** START Text segment **

There are no industry averages. They don’t exist. I wish they did, but they don’t. Discussions about conversion rates often begin with the notion of an industry or category average.
I’m frequently asked: “What’s the standard conversion rate for my category?” Or, in some cases, the retailer informs me: “The standard conversion rate for my category is X%.”
While traffic counter penetration rates have never been higher, we estimate that 40-50% of retailers still don’t track traffic in all their stores. Without traffic count data, you can’t calculate conversion rates. Furthermore, even among the retailers who do have traffic/conversion data, it’s often not shared outside of the organization, so “industry averages” just don’t exist and probably won’t for a long time, if ever.
Not all retailers track traffic
I find it amusing and ironic that when I inform executives that formal industry averages don’t exist, they are often surprised and incredulous: “What do you mean industry averages don’t exist? That can’t be!” When I point out that they don’t measure conversion rates in their own stores and that’s partly why an industry average doesn’t exist, I get blank stares and after a brief, awkward silence, the topic changes.
Conversion rates can vary significantly across categories, within categories and even across stores in the same chain. When you start to map conversion rates across a large number of retailers as I have, it becomes apparent why precise “industry averages” don’t exist. The table below shows conversion rate ranges across a number of retail categories.
These are not formal averages or firm industry or category indices, but rather general guidelines based on retailers I have worked with.
Deloitte published a white paper on customer conversion; the paper reported ranges that were substantially similar to these.
The general category ranges can provide at least a basic idea of conversion rate ranges. When I share this with retailers, some are underwhelmed. “Kind of broad, isn’t it?” I’m not sure what these retailers expected the category ranges would be, but I think at least some of them expected me to say, “The average conversion rate for your category is precisely 25%.” Unfortunately, it doesn’t work that way.
It is not useful to represent the averages by category, because there can be significant variances among retailers in any given category. In women’s apparel, we have tracked conversion rates anywhere from 5% or less to over 25%. To say the average is 15% would be misleading.

** END Text segment **
** START Data shown **

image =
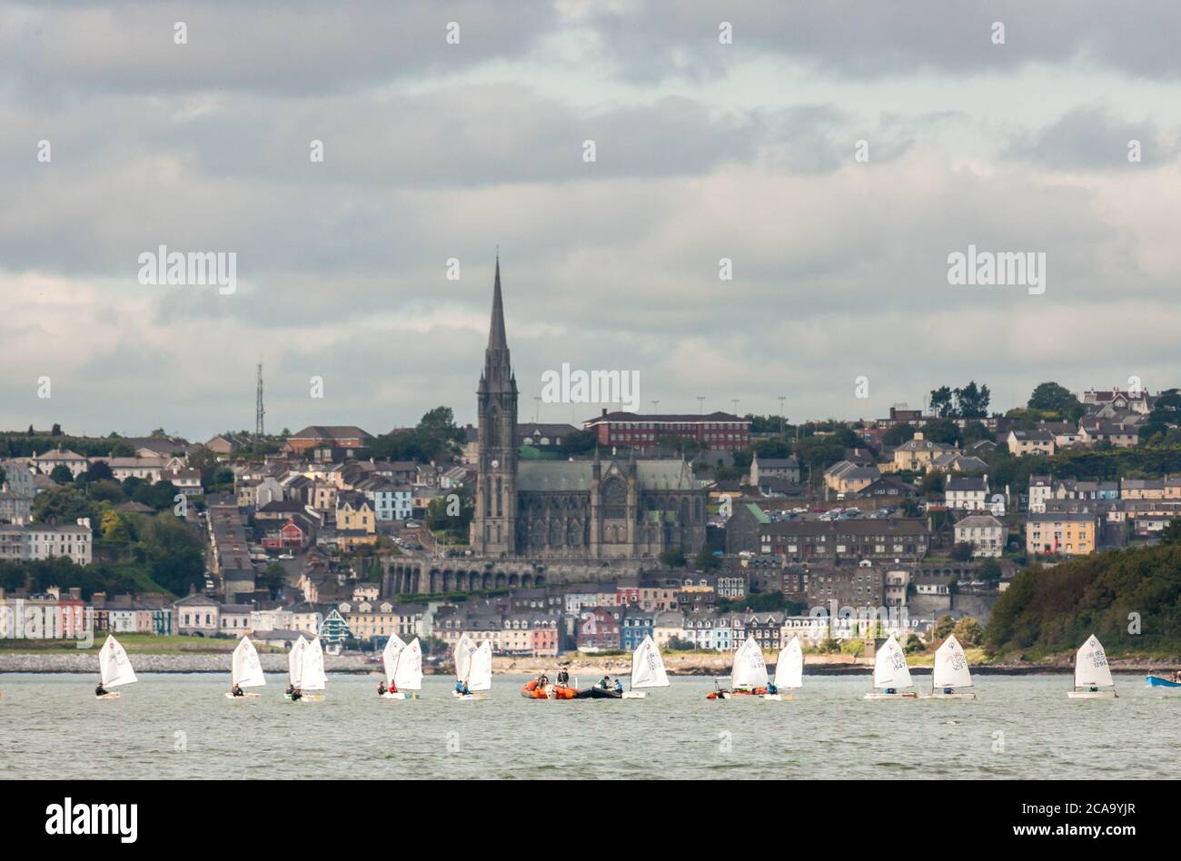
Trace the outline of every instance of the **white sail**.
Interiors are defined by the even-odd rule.
[[[136,680],[123,644],[110,634],[106,635],[106,643],[103,644],[103,650],[98,653],[98,672],[103,677],[103,687],[130,685]]]
[[[262,674],[262,664],[259,663],[259,653],[254,651],[254,644],[249,637],[243,637],[237,641],[234,657],[230,659],[230,678],[239,687],[259,687],[267,684]]]
[[[328,685],[328,676],[324,672],[324,647],[315,637],[304,646],[304,664],[300,671],[298,687],[301,691],[322,691]]]
[[[487,691],[492,686],[492,644],[484,640],[468,661],[468,690]]]
[[[423,687],[423,647],[416,637],[398,655],[393,684],[399,691],[419,691]]]
[[[911,670],[906,665],[906,655],[898,645],[894,634],[877,650],[874,659],[874,687],[911,687]]]
[[[753,637],[748,637],[746,641],[735,652],[730,683],[735,687],[766,686],[766,661],[763,660],[763,647],[755,641]]]
[[[402,654],[406,644],[397,634],[390,634],[385,648],[381,650],[381,667],[385,670],[385,684],[393,683],[393,671],[398,667],[398,655]]]
[[[1107,663],[1107,652],[1095,634],[1075,653],[1075,687],[1113,687],[1111,667]]]
[[[954,637],[944,640],[935,650],[935,671],[931,677],[932,687],[971,687],[972,673],[967,668],[967,655]]]
[[[468,680],[468,670],[471,666],[471,655],[476,653],[476,644],[468,634],[459,638],[455,646],[455,678],[456,681]]]
[[[652,641],[652,635],[646,635],[632,652],[632,690],[667,686],[668,673],[665,672],[660,650]]]
[[[779,650],[775,661],[775,686],[781,690],[803,687],[804,651],[800,647],[800,638],[792,637],[787,646]]]
[[[287,653],[287,676],[292,687],[299,687],[299,680],[304,677],[304,651],[307,648],[307,640],[304,634],[299,635],[292,651]]]

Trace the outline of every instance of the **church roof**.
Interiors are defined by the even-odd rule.
[[[620,463],[620,470],[624,469]],[[602,464],[602,474],[611,462]],[[590,461],[529,461],[517,463],[517,490],[590,490]],[[641,490],[697,490],[698,484],[681,461],[637,461],[635,477]]]

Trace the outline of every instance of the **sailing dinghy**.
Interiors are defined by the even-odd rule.
[[[1107,652],[1095,634],[1075,652],[1075,690],[1070,699],[1114,699],[1115,681],[1107,663]]]
[[[874,658],[874,690],[866,694],[866,699],[916,699],[918,693],[911,681],[911,668],[906,665],[906,654],[898,645],[894,634],[882,644]]]
[[[381,699],[419,699],[423,687],[423,646],[416,637],[406,645],[397,634],[390,634],[381,652],[385,679],[391,690]]]
[[[299,639],[302,640],[304,637],[300,635]],[[299,645],[299,640],[295,645]],[[328,676],[324,671],[324,646],[320,645],[319,637],[314,637],[311,643],[304,641],[304,648],[300,650],[299,681],[292,684],[300,692],[300,703],[319,703],[324,699],[319,693],[308,693],[308,691],[322,691],[328,686]],[[285,696],[291,699],[291,696]]]
[[[736,696],[766,693],[766,661],[763,660],[763,647],[753,637],[735,652],[735,663],[730,668],[730,690],[717,690],[705,694],[706,699],[731,699]]]
[[[469,637],[462,637],[455,647],[455,677],[452,697],[484,699],[484,692],[492,686],[492,644],[484,640],[477,646]]]
[[[976,699],[972,673],[967,667],[967,655],[954,637],[944,640],[935,650],[935,668],[931,674],[931,693],[924,699]]]
[[[130,685],[137,680],[123,644],[110,634],[106,635],[106,643],[103,644],[103,648],[98,653],[98,674],[106,693],[96,693],[96,699],[118,699],[119,692],[110,689]]]
[[[644,643],[632,652],[632,678],[627,691],[624,691],[624,699],[644,699],[647,687],[667,687],[668,673],[664,668],[664,659],[660,650],[653,643],[652,635],[645,635]]]
[[[771,692],[769,685],[763,699],[792,700],[796,694],[791,691],[798,691],[803,684],[804,650],[800,646],[800,638],[792,637],[788,645],[779,650],[779,657],[775,659],[775,692]]]
[[[262,664],[259,661],[259,653],[254,650],[254,644],[249,637],[243,637],[234,648],[230,658],[230,687],[261,687],[267,684],[267,678],[262,674]],[[226,699],[254,699],[260,694],[243,693],[235,697],[233,690],[226,692]]]
[[[300,679],[304,678],[304,652],[307,651],[307,640],[304,639],[304,634],[299,635],[299,639],[292,645],[292,651],[287,653],[287,683],[291,686],[288,692],[283,694],[283,699],[291,699],[291,691],[298,691],[300,686]]]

** END Data shown **

Given request 1:
List the three ways the retail conversion rate text says conversion rates can vary.
Given request 2:
Resume the text on retail conversion rates after its final sentence.
The data plays no part in what comes next.

Right answer 1:
Across categories, within categories, and across stores in the same chain.

Right answer 2:
Wide variations in conversion rate
When you consider the wide spectrum of women’s apparel retailers, it’s not hard to understand the variations in conversion rate. Take two women’s apparel stores in the same mall. One store sells high-end, exclusive designer labels, and the other sells trendy, affordable and highly promoted apparel.
The traffic and conversion rate profiles for these two stores would be very different merely by virtue of their offerings. The high-end store likely has a significantly lower conversion rate than the trendy store, as prospects visit the store looking to see the latest fashion — but ultimately are not in a position to pay the price.
The trendy store probably has much higher traffic and higher conversion, as women stream into the store to look and buy. It’s irrelevant to compare the conversion rates of these two stores – they’re too different; they’re incomparable.
But what about stores in the same chain?
While it is entirely reasonable to expect that conversion rates across chains, even chains in the same category, might have a wide range of customer conversion rates, it would seem quite reasonable to expect the conversion rates of stores within the same chain to be relatively consistent. Here we would expect to see fairly narrow gaps between low and high conversion rates.
The table below shows the actual conversion rate ranges for a number of retail chains. As you can see, the conversion rate ranges can be significant, even for stores in the same chain. In a specialty electronics chain, we observed a seven-point variance from highest converting store to lowest, with an average for the chain of 14%. The biggest variance was in a home improvement retailer, where there was a whopping 34-point delta in conversion rate from highest to lowest store.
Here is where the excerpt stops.